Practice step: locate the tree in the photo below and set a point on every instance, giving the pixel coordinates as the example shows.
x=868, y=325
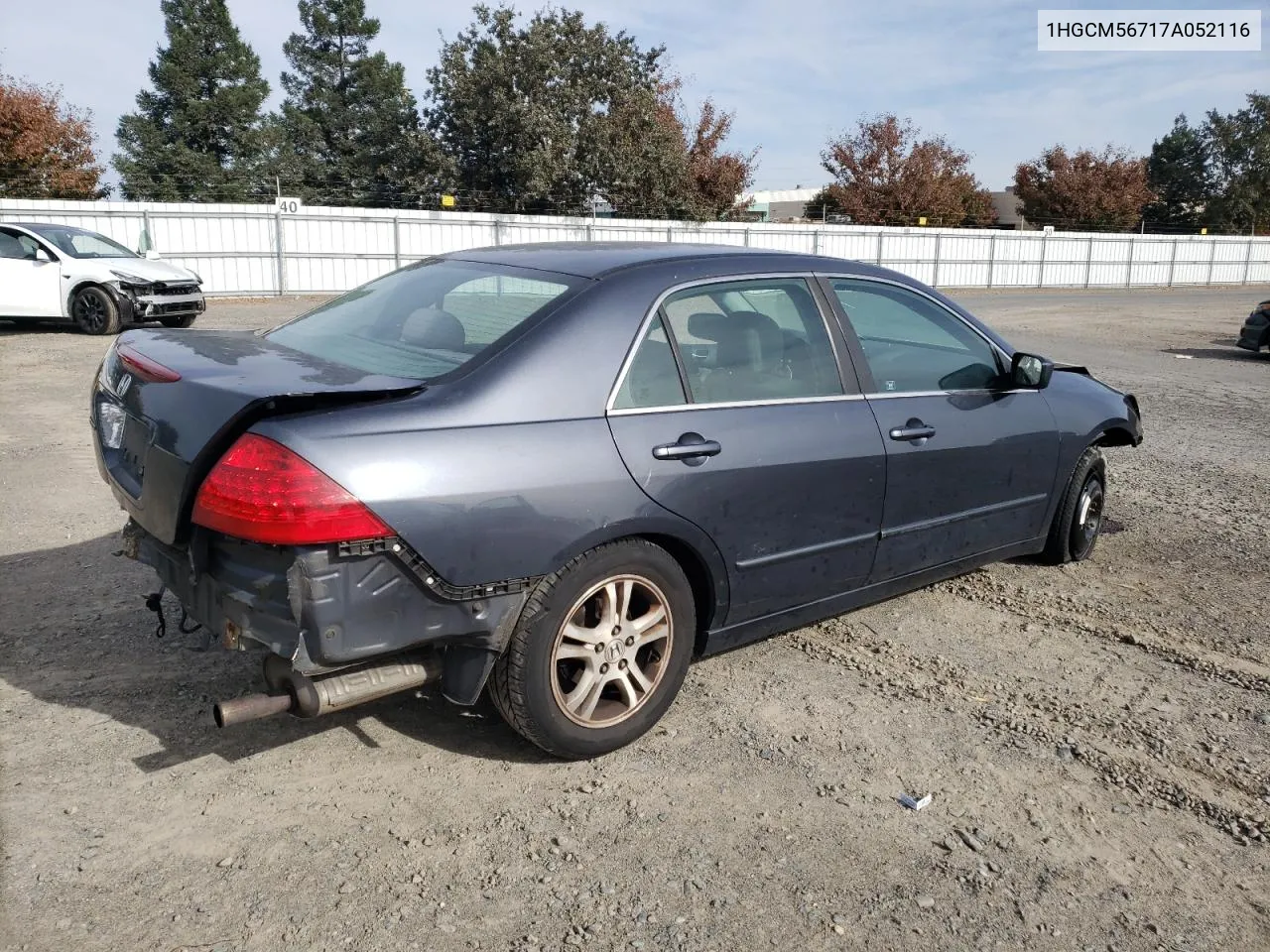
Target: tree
x=1084, y=190
x=1239, y=149
x=1178, y=173
x=888, y=175
x=198, y=134
x=717, y=178
x=350, y=130
x=548, y=116
x=46, y=145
+--
Exercise details: Repeat the records above word for word, keeping no pictures in the copy.

Your response:
Practice step: locate the tree in the photo below and set a point on every instance, giving the pixel coordinates as the example shows.
x=868, y=325
Target: tree
x=1084, y=190
x=1239, y=149
x=1178, y=173
x=888, y=175
x=198, y=134
x=717, y=178
x=350, y=130
x=548, y=116
x=46, y=145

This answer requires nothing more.